Short exercise: Can you repeat the part of the material that opens with the line containing "Point to the white cloudy" and closes with the line containing "x=33, y=226", reproducing those lines word for word and nothing else?

++++++++

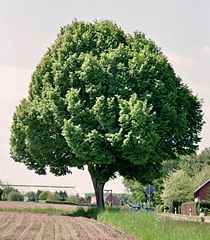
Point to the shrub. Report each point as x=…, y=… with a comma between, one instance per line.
x=44, y=195
x=53, y=197
x=15, y=196
x=31, y=196
x=185, y=208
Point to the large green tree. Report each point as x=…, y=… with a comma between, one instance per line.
x=108, y=100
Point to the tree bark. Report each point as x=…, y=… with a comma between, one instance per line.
x=98, y=185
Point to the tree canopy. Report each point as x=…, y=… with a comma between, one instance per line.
x=106, y=99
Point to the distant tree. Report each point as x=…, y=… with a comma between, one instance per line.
x=108, y=100
x=74, y=199
x=136, y=189
x=43, y=196
x=37, y=194
x=53, y=196
x=15, y=196
x=177, y=186
x=63, y=195
x=1, y=193
x=201, y=177
x=31, y=196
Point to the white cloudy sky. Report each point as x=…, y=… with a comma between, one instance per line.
x=180, y=28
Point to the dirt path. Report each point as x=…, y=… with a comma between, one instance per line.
x=24, y=226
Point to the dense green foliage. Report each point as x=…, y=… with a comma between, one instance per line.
x=106, y=99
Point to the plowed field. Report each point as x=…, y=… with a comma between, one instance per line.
x=33, y=226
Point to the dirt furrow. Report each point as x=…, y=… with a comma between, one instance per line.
x=33, y=228
x=7, y=220
x=17, y=226
x=24, y=226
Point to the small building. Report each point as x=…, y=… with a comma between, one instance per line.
x=203, y=192
x=93, y=199
x=112, y=200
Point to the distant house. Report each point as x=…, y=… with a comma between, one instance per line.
x=203, y=192
x=112, y=200
x=93, y=200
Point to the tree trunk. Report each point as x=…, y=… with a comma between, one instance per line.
x=99, y=191
x=98, y=185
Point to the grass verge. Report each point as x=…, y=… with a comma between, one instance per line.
x=147, y=226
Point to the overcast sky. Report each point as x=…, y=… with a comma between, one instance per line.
x=179, y=27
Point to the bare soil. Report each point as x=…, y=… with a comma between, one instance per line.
x=24, y=226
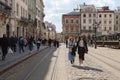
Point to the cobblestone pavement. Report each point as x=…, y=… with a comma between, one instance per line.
x=91, y=70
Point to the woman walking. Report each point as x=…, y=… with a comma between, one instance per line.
x=82, y=49
x=72, y=50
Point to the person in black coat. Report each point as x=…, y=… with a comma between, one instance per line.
x=4, y=46
x=82, y=49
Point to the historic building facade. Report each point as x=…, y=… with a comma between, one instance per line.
x=117, y=20
x=22, y=18
x=92, y=21
x=71, y=25
x=19, y=18
x=106, y=19
x=88, y=17
x=5, y=13
x=50, y=30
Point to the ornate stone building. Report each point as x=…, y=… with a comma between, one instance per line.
x=5, y=13
x=50, y=30
x=71, y=24
x=88, y=17
x=106, y=19
x=117, y=20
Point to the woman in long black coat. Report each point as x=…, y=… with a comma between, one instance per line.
x=4, y=46
x=82, y=49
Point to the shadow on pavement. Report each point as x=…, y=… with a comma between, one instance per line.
x=87, y=68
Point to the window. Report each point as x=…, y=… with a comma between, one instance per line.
x=110, y=22
x=105, y=15
x=84, y=20
x=71, y=28
x=84, y=28
x=66, y=21
x=110, y=28
x=100, y=15
x=110, y=15
x=94, y=15
x=84, y=15
x=71, y=21
x=105, y=29
x=116, y=22
x=21, y=11
x=89, y=27
x=17, y=7
x=89, y=15
x=90, y=21
x=105, y=22
x=77, y=21
x=116, y=16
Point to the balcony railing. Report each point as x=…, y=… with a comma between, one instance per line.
x=4, y=8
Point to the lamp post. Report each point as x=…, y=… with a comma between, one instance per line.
x=95, y=25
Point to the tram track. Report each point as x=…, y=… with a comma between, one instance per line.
x=107, y=58
x=108, y=63
x=42, y=64
x=53, y=74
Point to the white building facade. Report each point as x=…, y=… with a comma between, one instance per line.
x=106, y=19
x=88, y=17
x=19, y=17
x=117, y=20
x=5, y=13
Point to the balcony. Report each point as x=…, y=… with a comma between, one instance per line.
x=4, y=8
x=24, y=20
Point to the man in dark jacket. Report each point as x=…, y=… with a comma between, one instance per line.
x=4, y=46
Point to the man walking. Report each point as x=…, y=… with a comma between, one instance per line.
x=4, y=46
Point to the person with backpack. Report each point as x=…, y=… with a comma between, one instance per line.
x=82, y=49
x=72, y=50
x=21, y=44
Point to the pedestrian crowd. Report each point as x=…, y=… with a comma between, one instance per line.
x=79, y=46
x=12, y=44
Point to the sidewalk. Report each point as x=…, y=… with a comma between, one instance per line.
x=15, y=58
x=92, y=69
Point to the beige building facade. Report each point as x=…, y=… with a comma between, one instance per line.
x=5, y=13
x=19, y=18
x=88, y=17
x=71, y=25
x=50, y=31
x=106, y=19
x=117, y=20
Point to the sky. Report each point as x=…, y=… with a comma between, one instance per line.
x=54, y=9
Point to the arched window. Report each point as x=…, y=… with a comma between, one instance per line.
x=84, y=15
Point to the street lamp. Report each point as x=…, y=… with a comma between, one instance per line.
x=95, y=26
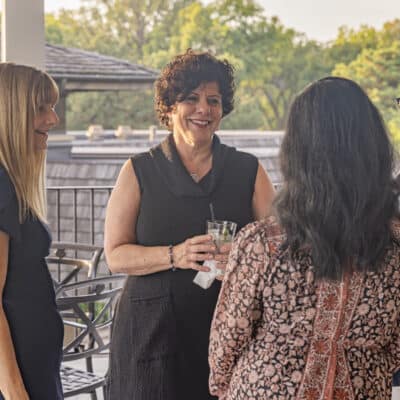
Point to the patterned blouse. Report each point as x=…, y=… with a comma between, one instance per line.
x=279, y=334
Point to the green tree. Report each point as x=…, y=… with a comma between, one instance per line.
x=377, y=71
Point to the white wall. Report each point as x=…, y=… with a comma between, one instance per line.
x=22, y=32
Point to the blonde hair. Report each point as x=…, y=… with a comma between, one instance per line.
x=23, y=90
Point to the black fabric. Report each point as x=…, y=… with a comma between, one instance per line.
x=160, y=337
x=29, y=301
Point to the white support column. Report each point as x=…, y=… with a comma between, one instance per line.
x=22, y=32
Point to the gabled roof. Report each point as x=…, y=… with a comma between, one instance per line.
x=81, y=70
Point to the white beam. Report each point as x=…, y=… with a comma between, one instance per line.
x=22, y=32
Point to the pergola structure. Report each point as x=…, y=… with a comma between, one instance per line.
x=74, y=70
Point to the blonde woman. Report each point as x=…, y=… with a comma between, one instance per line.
x=31, y=330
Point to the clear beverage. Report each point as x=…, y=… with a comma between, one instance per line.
x=221, y=231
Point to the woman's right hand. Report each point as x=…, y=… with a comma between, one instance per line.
x=188, y=254
x=17, y=393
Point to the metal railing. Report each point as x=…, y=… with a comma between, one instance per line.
x=73, y=210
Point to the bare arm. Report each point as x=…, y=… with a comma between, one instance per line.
x=121, y=250
x=11, y=384
x=263, y=196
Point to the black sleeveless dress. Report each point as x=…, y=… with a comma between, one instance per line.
x=160, y=337
x=29, y=301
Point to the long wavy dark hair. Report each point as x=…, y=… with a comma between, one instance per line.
x=338, y=196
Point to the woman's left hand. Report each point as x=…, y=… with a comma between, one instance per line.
x=222, y=258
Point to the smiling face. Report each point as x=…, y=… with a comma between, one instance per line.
x=197, y=117
x=45, y=119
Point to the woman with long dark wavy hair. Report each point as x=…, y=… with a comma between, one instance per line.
x=309, y=306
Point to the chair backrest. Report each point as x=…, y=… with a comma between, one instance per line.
x=88, y=307
x=67, y=260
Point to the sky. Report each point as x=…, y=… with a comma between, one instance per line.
x=318, y=19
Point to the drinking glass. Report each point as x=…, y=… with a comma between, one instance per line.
x=222, y=232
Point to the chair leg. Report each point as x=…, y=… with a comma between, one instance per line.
x=93, y=395
x=105, y=392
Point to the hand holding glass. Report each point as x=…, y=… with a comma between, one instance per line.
x=222, y=232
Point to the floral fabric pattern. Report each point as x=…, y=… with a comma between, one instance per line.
x=280, y=334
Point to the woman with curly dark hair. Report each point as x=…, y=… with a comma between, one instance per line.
x=155, y=232
x=309, y=307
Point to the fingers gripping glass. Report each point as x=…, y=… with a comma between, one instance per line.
x=222, y=232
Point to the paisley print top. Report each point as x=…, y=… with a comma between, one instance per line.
x=280, y=334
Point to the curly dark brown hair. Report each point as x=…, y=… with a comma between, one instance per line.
x=185, y=73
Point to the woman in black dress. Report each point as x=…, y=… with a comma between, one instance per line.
x=31, y=329
x=155, y=232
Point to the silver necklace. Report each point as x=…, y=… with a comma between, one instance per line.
x=194, y=176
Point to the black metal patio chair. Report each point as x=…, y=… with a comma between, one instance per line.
x=70, y=261
x=75, y=302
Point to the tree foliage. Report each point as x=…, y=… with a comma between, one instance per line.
x=272, y=61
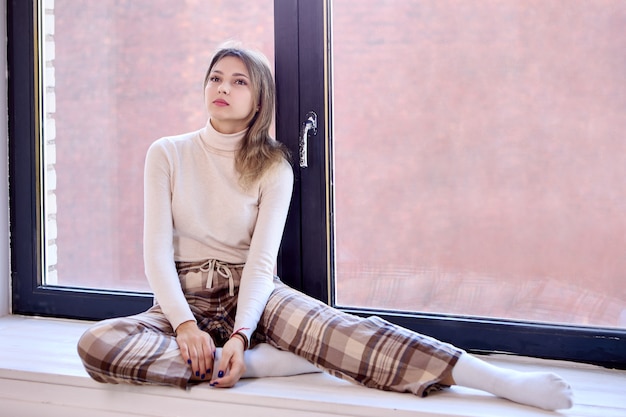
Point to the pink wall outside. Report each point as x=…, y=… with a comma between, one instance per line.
x=480, y=155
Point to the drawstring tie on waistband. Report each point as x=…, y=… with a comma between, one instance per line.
x=222, y=269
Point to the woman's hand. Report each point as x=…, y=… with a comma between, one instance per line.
x=197, y=349
x=232, y=365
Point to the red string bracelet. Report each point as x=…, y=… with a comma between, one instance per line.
x=243, y=337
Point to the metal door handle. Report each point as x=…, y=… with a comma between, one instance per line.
x=308, y=126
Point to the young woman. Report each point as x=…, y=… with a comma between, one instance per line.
x=216, y=201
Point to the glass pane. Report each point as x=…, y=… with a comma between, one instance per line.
x=119, y=75
x=480, y=158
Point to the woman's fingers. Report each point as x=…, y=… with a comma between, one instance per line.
x=196, y=348
x=231, y=365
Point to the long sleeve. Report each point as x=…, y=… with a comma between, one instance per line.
x=257, y=279
x=159, y=235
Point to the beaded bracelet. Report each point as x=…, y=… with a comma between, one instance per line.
x=243, y=337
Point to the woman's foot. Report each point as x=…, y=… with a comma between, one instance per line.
x=538, y=389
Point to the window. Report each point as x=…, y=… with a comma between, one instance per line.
x=108, y=79
x=481, y=171
x=473, y=174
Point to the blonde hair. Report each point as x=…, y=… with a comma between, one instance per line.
x=258, y=151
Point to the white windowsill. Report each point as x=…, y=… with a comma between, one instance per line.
x=40, y=374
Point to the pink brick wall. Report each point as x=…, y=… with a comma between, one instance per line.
x=480, y=152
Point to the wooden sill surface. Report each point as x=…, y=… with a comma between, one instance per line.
x=41, y=374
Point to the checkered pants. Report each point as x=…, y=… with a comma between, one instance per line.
x=142, y=349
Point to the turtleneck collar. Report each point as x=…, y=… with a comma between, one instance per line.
x=221, y=141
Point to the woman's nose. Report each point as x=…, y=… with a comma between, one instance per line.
x=223, y=88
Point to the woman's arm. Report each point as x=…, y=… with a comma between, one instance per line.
x=257, y=282
x=196, y=346
x=158, y=236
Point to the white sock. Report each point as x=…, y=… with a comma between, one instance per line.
x=538, y=389
x=265, y=360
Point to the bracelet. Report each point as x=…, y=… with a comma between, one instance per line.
x=242, y=336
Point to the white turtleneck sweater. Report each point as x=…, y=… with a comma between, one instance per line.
x=195, y=209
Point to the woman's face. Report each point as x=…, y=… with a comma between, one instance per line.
x=228, y=95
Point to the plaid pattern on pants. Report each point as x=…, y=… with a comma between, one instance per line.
x=142, y=349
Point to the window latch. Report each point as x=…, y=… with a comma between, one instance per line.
x=308, y=126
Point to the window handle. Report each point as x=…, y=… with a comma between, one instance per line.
x=309, y=125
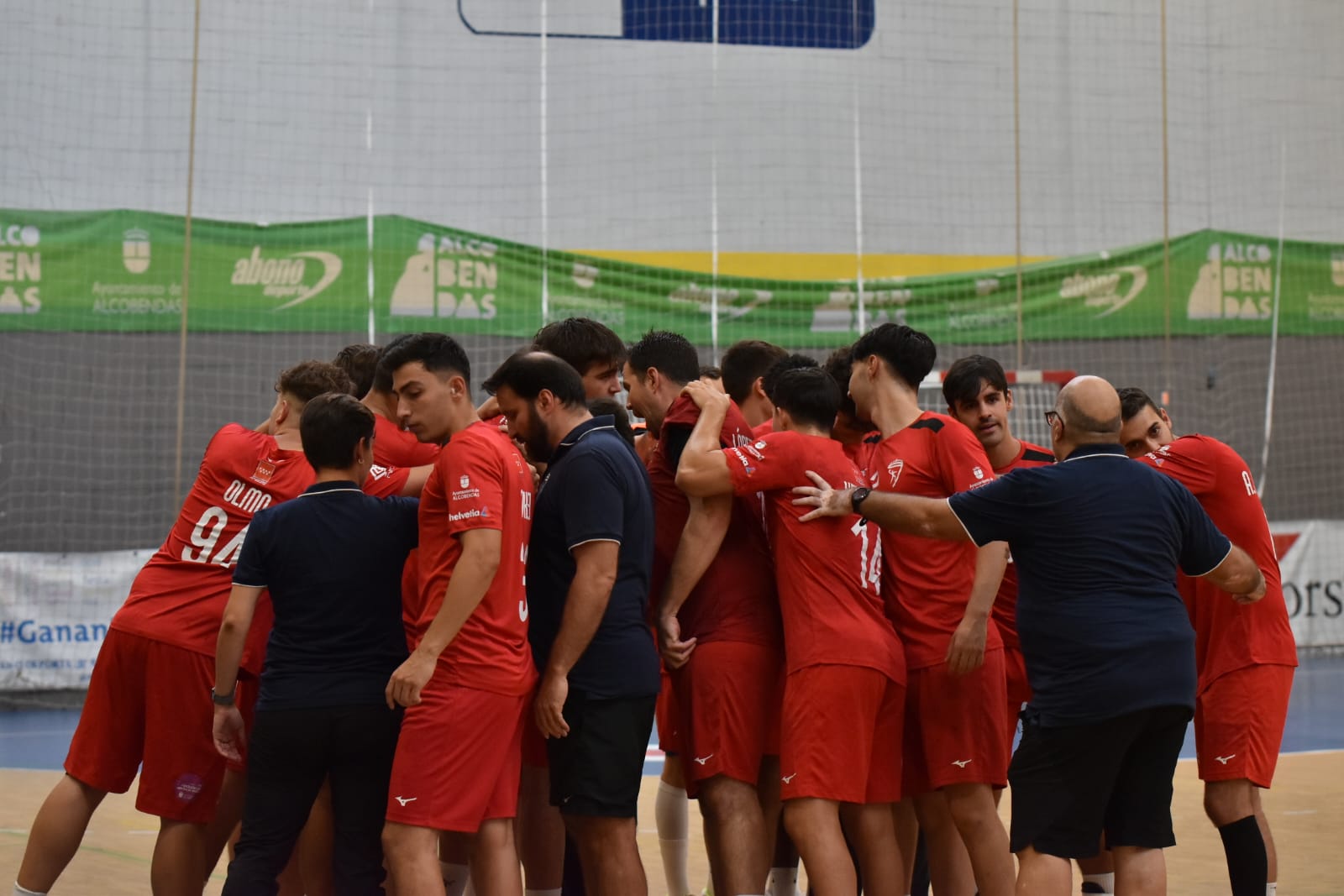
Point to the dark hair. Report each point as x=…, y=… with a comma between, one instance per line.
x=383, y=374
x=581, y=343
x=438, y=352
x=810, y=396
x=840, y=365
x=796, y=362
x=671, y=354
x=746, y=362
x=604, y=406
x=530, y=372
x=961, y=382
x=308, y=379
x=907, y=352
x=360, y=362
x=1133, y=401
x=331, y=427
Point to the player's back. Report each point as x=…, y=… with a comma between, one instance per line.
x=179, y=595
x=927, y=580
x=828, y=571
x=1229, y=636
x=480, y=481
x=736, y=598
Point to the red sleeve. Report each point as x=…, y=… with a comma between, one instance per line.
x=475, y=485
x=961, y=458
x=386, y=481
x=1189, y=463
x=768, y=464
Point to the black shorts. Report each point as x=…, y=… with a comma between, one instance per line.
x=597, y=768
x=1073, y=782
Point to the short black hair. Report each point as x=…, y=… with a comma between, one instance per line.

++++++++

Reply:
Point to the white cloudy sky. Report each point as x=…, y=… with a comma between, one instance per line.
x=180, y=28
Point to the dirt path. Report each point as x=…, y=… with a comma between, one instance per line.
x=24, y=226
Point to the dense green foliage. Report each point as x=…, y=… with a comma between, one instance per line.
x=106, y=99
Point to the plowed field. Report each point as x=…, y=… with a comma between, one instance per line.
x=33, y=226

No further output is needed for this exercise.